───── Trecho do documento
(Poeta Francisco Carvalho)
O território poético de Francisco Carvalho tem se ampliado nestes últimos anos. É o que se percebe em Galope de Pégaso (1994), Artefatos de Areia (1995), Raízes da Voz (1996), As Verdes Léguas (1997), Os Exílios do Homem (1997), Girassóis de Barro (1997).
Nos livros acima mencionados destaca-se o eolismo, ou seja, o vento. O eolismo não é apenas uma presença constante na poesia de Francisco Carvalho, é uma existência real, que se mostra intensa e reiterada.
As manifestações eólicas que se realizam na poesia de Francisco Carvalho não se mostram submissas às costumeiras ações do vento, erguer poeira, telhados, provocar barulhos... Mailma de Sousa universaliza a realidade eólica do poeta, situando-a numa condição de alfa e ômega:
“O vento parece origem e condução de tudo: do tempo, das coisas, do homem, de toda a vida, por isso é tão presente e representa mesmo a efemeridade de tudo.”
──────────
───── Conjunto de dados
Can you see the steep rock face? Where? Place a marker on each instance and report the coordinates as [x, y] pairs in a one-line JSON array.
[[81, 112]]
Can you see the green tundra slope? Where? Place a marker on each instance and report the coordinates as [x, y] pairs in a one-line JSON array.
──────────
* Tarefas propostas
**a)** No texto sobre a poesia de Francisco Carvalho, o que se destaca nos livros mencionados?
**b)** Dê sequência ao texto sobre a poesia de Francisco Carvalho a partir da última frase apresentada.

* Resultados do exercício
**a)** Destaca-se o eolismo, ou seja, o vento.

**b)**
O eolismo se apresenta na poesia universal. Não é propriedade exclusiva de algum poeta. É por isso que ele pode ser visto em Camões, Fernando Pessoa, Pablo Neruda, Homero, Frederico Garcia Lorca, Carlos Drummond de Andrade, Cecília Meireles, Byron, Edgar Alan Poe, dentre outros.
A poesia cearense transborda eolismos por todos os poros. Basta lermos José Alcides Pinto, Artur Eduardo Benevides e Dimas Macedo, para percebermos a constância do vento nas suas variadas formas.
Essa intensidade eólica que se faz na poesia cearense advém da relação que os poetas têm com a natureza, ou de suas reminiscências litorâneas. Isto talvez justifique a presença do vento na nossa literatura.
Em José Alcides Pinto visualiza-se o eolismo nas figuras de linguagem, de comparação, de igualdade e superioridade. Quanto a substantivação eólica pode-se ver em Dimas Macedo e em Artur Eduardo Benevides. A poesia de Francisco Carvalho não se isola desse contexto, no livro Galope de Pégaso o eolismo se mostra substantivado nos poemas “Cabeça de Cavalo”, “Cântico das Reminiscências”, “Cântico da Busca” e “Marginalia”:
De que frescor de árvore
é o vento que agita
tuas crinas de mármore?
O vento cessou. As árvores parecem
esculturas da solidão de Deus.
O vento quebra as portas
das negras sepulturas
onde os eleitos sonham
que ao fim da senda estreita
repousarão na concha
de tua mão direita.
A luz à beira da sombra
o vento à beira do fogo
a vida à beira da morte.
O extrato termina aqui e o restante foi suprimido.